== Data to process ==
start

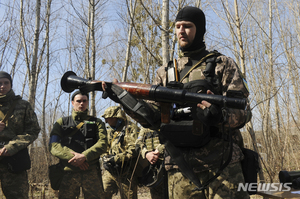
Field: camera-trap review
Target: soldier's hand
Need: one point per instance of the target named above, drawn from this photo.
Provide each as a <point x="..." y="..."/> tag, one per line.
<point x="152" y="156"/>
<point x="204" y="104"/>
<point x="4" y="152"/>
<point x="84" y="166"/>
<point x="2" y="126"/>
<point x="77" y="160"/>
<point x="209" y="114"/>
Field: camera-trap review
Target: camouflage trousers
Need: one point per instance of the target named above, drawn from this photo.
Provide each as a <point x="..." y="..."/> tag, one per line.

end

== What the task asks ==
Reproduce the listing above word for word, without the picture.

== Full response ==
Field: camera-trap review
Target: soldier's hand
Need: one point per instance of the target named above, drawn from this photo.
Provide each as a <point x="..." y="..."/> tag, one per line.
<point x="152" y="156"/>
<point x="204" y="104"/>
<point x="4" y="152"/>
<point x="84" y="166"/>
<point x="2" y="126"/>
<point x="77" y="160"/>
<point x="209" y="114"/>
Field: camera-trap review
Target: camouflage trousers
Need: one point per instance of the target named above, drawn from this photo.
Provide each as a <point x="..." y="..."/> tag, one per line.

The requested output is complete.